TEXT EXCERPT
According to the present invention, there is provided a magnetic disk substrate manufacturing method comprising an inspecting step of performing surface inspection to judge whether both main surfaces of a magnetic disk substrate meet conditions for forming a recording layer, wherein
with respect to a magnetic substrate in which one main surface meets the conditions and other main surface does not meet the conditions, discriminative information is appended to the other main surface.
According to the above mentioned manufacturing method, the discriminative information is appended to the other main surface of the magnetic disk substrate whose one main surface meets the conditions for forming the recording layer and whose other main surface does not meet the conditions. Therefore, a recorded surface can be discriminated from a not-recorded surface from the information put on the other main surface of the magnetic disk substrate in the succeeding film-depositing process. As a result, such control is made possible to deposit a film made of an inexpensive material which is different from the material of the recorded surface on the not-recorded surface.
Further, according to the present invention, there is provided a magnetic disk substrate manufacturing method comprising an inspecting step of performing surface inspection to judge whether both main surfaces of a magnetic disk substrate meet conditions for forming a recording layer and a packaging step of containing and packaging a plurality of magnetic disk substrates in which one main surfaces meet the conditions and other main surfaces do not meet the conditions in a case for shipment such that the main surfaces that meet the conditions are oriented in the same direction, wherein
in a state that recorded surface information indicating which one of the main surfaces of each substrate is a recorded surface that meets the conditions or not-recorded surface information indicating which one of the main surfaces of each substrate is a not-recorded surface that doe not meet the conditions is appended to the case for shipment, the recorded surface information or the not-recorded surface information is fed to a succeeding film-depositing step.

Records from a data collection:

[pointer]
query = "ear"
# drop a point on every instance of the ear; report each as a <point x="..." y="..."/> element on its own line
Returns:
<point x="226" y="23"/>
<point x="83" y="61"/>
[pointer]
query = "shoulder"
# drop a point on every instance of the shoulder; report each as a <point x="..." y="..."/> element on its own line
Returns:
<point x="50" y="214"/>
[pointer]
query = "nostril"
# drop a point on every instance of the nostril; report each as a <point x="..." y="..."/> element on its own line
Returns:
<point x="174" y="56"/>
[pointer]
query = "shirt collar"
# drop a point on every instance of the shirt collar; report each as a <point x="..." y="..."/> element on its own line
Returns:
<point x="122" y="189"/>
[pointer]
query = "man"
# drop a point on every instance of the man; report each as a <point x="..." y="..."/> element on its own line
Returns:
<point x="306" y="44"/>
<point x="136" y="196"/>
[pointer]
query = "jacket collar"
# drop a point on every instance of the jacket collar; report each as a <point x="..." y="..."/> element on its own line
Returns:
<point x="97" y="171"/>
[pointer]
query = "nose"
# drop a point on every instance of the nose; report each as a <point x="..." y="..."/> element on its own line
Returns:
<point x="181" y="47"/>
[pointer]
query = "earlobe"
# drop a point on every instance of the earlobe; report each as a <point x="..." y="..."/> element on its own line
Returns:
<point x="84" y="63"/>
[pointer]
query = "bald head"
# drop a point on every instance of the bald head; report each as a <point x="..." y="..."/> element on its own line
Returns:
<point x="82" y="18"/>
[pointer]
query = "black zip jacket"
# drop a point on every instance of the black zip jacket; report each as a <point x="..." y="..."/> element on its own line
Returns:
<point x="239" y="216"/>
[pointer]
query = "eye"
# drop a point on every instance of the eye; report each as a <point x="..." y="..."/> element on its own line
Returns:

* * *

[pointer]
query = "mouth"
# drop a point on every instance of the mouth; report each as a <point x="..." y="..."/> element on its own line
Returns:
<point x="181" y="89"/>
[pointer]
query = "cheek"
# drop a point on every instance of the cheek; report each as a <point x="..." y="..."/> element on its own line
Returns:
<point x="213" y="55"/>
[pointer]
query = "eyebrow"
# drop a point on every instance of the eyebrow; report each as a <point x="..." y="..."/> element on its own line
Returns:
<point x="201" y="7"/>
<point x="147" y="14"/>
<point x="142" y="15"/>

* * *

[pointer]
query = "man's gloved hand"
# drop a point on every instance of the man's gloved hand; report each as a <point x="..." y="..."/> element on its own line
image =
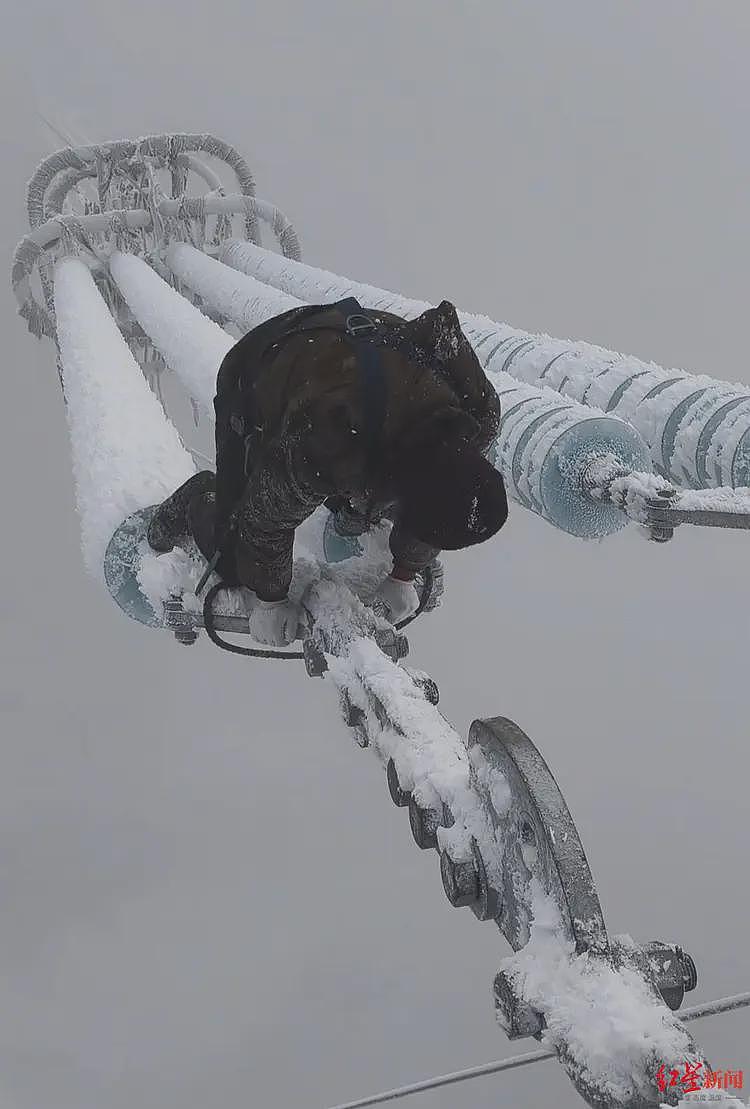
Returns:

TASK REQUIREMENTS
Copy the magnetic disk substrate passage above in full, word for word.

SOLUTION TO THIS EXERCISE
According to the present invention, there is provided a magnetic disk substrate manufacturing method comprising an inspecting step of performing surface inspection to judge whether both main surfaces of a magnetic disk substrate meet conditions for forming a recording layer, wherein
with respect to a magnetic substrate in which one main surface meets the conditions and other main surface does not meet the conditions, discriminative information is appended to the other main surface.
According to the above mentioned manufacturing method, the discriminative information is appended to the other main surface of the magnetic disk substrate whose one main surface meets the conditions for forming the recording layer and whose other main surface does not meet the conditions. Therefore, a recorded surface can be discriminated from a not-recorded surface from the information put on the other main surface of the magnetic disk substrate in the succeeding film-depositing process. As a result, such control is made possible to deposit a film made of an inexpensive material which is different from the material of the recorded surface on the not-recorded surface.
Further, according to the present invention, there is provided a magnetic disk substrate manufacturing method comprising an inspecting step of performing surface inspection to judge whether both main surfaces of a magnetic disk substrate meet conditions for forming a recording layer and a packaging step of containing and packaging a plurality of magnetic disk substrates in which one main surfaces meet the conditions and other main surfaces do not meet the conditions in a case for shipment such that the main surfaces that meet the conditions are oriented in the same direction, wherein
in a state that recorded surface information indicating which one of the main surfaces of each substrate is a recorded surface that meets the conditions or not-recorded surface information indicating which one of the main surfaces of each substrate is a not-recorded surface that doe not meet the conditions is appended to the case for shipment, the recorded surface information or the not-recorded surface information is fed to a succeeding film-depositing step.